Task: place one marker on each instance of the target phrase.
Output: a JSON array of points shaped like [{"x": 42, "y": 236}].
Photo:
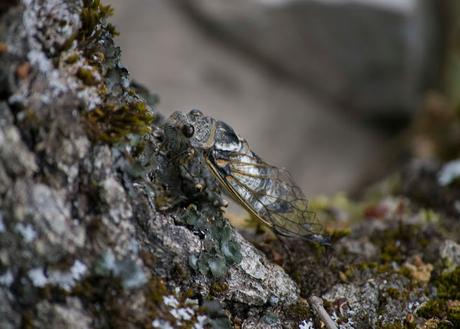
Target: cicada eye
[
  {"x": 196, "y": 112},
  {"x": 188, "y": 130}
]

************

What the task requires
All records above are to be repeated exactly, with the images left out.

Solution to the exercise
Task: place one marker on each instance of the target phrase.
Output: a JSON array of points shaped like [{"x": 42, "y": 236}].
Photo:
Target: cicada eye
[
  {"x": 196, "y": 112},
  {"x": 188, "y": 130}
]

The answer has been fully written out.